Entries from a pointing dataset:
+ + + + +

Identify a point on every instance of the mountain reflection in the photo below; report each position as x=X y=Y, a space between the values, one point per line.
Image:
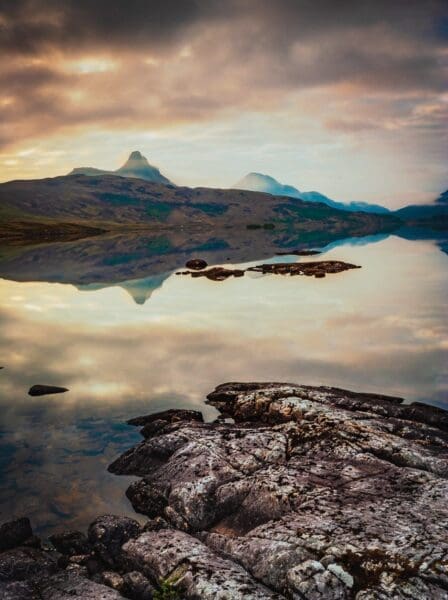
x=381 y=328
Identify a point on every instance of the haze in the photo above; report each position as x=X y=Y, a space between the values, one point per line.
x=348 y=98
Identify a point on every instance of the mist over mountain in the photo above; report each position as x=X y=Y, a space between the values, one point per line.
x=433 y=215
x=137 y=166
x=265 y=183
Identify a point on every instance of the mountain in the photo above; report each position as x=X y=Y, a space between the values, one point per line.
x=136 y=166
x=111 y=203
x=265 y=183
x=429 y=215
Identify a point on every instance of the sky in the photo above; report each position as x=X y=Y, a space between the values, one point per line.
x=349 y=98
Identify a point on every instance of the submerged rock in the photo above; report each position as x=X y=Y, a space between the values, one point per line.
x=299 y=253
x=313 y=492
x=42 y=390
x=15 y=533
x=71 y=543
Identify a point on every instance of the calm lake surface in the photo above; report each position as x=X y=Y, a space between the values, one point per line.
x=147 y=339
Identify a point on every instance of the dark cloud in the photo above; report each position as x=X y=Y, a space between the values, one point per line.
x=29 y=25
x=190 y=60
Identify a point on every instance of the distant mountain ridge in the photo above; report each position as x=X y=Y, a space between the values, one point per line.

+ + + + +

Your objective:
Copy out the material again, starting with the line that contains "Identify a point on every instance of the submerged" and going through the line that contains "x=147 y=339". Keep the request lines unchanged, multiply every x and y coordinate in the answers by 2.55, and round each result to a whole number, with halves rounded up.

Written response:
Identify a point on every instance of the submerged rock in the photo above; report each position as x=X y=Y, a space between the values, one point per line.
x=762 y=645
x=798 y=1255
x=107 y=995
x=38 y=1359
x=181 y=1385
Identify a point on every instance of the calm lake surface in the photo above; report each position as x=X y=Y, a space between the values, one point per line.
x=375 y=864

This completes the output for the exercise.